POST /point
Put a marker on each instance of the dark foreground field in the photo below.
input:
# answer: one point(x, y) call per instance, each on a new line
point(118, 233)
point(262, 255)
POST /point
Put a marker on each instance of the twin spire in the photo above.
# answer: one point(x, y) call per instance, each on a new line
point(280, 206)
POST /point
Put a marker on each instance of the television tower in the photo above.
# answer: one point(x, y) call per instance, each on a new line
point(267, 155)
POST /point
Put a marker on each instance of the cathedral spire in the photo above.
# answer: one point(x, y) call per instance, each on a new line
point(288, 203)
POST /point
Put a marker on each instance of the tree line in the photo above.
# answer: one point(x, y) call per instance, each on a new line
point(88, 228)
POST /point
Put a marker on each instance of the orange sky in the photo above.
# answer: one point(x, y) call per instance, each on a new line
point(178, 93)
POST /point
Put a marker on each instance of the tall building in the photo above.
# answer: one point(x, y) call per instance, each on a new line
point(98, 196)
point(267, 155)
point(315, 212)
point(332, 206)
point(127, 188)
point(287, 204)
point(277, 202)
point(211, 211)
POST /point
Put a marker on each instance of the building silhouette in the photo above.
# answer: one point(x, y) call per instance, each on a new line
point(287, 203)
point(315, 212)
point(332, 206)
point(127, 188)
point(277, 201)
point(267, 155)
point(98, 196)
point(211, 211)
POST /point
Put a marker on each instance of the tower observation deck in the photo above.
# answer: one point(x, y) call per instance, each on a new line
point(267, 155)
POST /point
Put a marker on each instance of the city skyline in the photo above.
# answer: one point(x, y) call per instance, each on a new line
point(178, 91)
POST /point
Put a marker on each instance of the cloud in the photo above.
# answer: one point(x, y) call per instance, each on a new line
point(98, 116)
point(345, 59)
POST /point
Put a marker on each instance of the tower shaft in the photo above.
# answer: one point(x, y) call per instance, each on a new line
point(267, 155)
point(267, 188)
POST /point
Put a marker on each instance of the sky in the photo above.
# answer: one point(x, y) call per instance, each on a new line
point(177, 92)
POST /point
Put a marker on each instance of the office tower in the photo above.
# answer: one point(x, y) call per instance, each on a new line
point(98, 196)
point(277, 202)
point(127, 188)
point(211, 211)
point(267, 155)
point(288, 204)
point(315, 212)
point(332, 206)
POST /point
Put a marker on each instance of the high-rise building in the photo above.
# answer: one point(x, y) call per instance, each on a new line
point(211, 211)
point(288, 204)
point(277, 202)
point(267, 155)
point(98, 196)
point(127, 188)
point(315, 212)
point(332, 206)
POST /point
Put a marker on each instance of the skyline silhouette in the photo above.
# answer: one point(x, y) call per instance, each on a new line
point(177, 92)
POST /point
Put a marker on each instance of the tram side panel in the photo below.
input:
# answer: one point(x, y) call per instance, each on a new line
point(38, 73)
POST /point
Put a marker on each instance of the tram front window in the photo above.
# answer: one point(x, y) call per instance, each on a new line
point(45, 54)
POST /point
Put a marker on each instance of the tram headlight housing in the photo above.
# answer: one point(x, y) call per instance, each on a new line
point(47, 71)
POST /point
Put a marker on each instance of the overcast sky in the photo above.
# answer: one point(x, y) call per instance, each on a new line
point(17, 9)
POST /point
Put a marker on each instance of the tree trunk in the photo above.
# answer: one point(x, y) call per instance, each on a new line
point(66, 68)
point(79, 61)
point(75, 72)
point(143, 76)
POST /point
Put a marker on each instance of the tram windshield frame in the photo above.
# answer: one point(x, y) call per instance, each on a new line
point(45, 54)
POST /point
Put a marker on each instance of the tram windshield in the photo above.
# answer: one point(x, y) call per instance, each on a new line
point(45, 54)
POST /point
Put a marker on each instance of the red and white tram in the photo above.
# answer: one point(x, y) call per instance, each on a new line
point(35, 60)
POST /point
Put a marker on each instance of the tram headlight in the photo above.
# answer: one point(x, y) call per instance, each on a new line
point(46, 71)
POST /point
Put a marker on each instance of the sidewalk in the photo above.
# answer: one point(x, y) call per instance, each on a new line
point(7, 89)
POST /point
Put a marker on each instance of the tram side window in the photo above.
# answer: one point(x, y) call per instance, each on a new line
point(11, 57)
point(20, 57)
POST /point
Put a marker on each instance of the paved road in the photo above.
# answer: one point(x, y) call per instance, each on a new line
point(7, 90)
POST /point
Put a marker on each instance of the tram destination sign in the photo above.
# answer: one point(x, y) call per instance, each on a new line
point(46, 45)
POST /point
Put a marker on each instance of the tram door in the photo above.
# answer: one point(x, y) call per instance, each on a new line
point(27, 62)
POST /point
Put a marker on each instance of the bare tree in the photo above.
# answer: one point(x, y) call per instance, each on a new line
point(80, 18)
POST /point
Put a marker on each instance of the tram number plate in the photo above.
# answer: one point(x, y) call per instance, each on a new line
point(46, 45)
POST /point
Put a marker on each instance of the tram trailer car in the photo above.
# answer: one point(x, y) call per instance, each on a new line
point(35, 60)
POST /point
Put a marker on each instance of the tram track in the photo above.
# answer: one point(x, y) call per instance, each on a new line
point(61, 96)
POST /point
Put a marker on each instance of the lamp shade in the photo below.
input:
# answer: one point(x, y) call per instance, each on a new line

→ **Work required**
The answer should be a single number: the count of lines in the data that include the string "skyline".

→ **Task solution**
2